## What is being asked
Copy the items below word for word, leaving out the pictures.

## Extracted material
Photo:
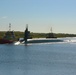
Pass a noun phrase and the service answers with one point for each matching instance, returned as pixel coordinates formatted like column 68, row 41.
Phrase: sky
column 40, row 15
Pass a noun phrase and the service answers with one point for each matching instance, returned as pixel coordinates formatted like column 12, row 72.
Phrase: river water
column 38, row 59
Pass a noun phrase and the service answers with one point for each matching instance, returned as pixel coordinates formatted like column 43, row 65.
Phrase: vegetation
column 19, row 34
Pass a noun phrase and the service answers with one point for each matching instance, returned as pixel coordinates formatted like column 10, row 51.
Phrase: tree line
column 19, row 34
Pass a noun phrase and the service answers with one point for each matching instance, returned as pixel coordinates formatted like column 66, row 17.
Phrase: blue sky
column 40, row 15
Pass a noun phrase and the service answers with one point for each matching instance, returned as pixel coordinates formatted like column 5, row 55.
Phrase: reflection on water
column 39, row 59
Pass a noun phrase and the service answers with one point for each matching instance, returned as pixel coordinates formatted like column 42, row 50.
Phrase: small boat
column 50, row 38
column 43, row 40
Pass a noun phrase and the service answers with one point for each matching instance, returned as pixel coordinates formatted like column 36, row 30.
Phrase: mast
column 26, row 34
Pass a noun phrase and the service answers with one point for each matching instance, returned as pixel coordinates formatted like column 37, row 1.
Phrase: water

## Finished answer
Photo:
Pass a noun phrase and the service answers with one point for each matching instance, returned as pixel coordinates formatted like column 68, row 41.
Phrase: sky
column 40, row 15
Pass a noun phrase and the service answers with one point for each matching instance, returned as pixel coordinates formatted like column 12, row 72.
Phrase: river water
column 38, row 59
Pass a noun phrase and the service answers with one point for each matching instance, returned as pixel coordinates formatted like column 43, row 65.
Phrase: vegetation
column 19, row 34
Pass a noun phrase and the service answers with one point for each matching instance, returned as pixel coordinates formatted like column 10, row 51.
Phrase: tree line
column 19, row 34
Pass a noun phrase and the service answers with one point for each matching instance, returned as pixel coordinates formatted like column 66, row 17.
Phrase: blue sky
column 40, row 15
Pass a noun phrase and the service answers with one point for each matching instance, returned as pixel coordinates formatted like column 5, row 55.
Phrase: reflection on water
column 39, row 59
Pass a noun phrase and the service answers with one point for each matching instance, returned as pixel coordinates formatted like column 42, row 50.
Phrase: small boat
column 50, row 38
column 43, row 40
Pass a noun phrase and the service answers with one point for each matching instance, returned as pixel coordinates formatted like column 36, row 30.
Phrase: mast
column 26, row 34
Pass a noun phrase and the service answers with one point for each matching instance, returned as pixel coordinates formatted like column 37, row 1.
Phrase: water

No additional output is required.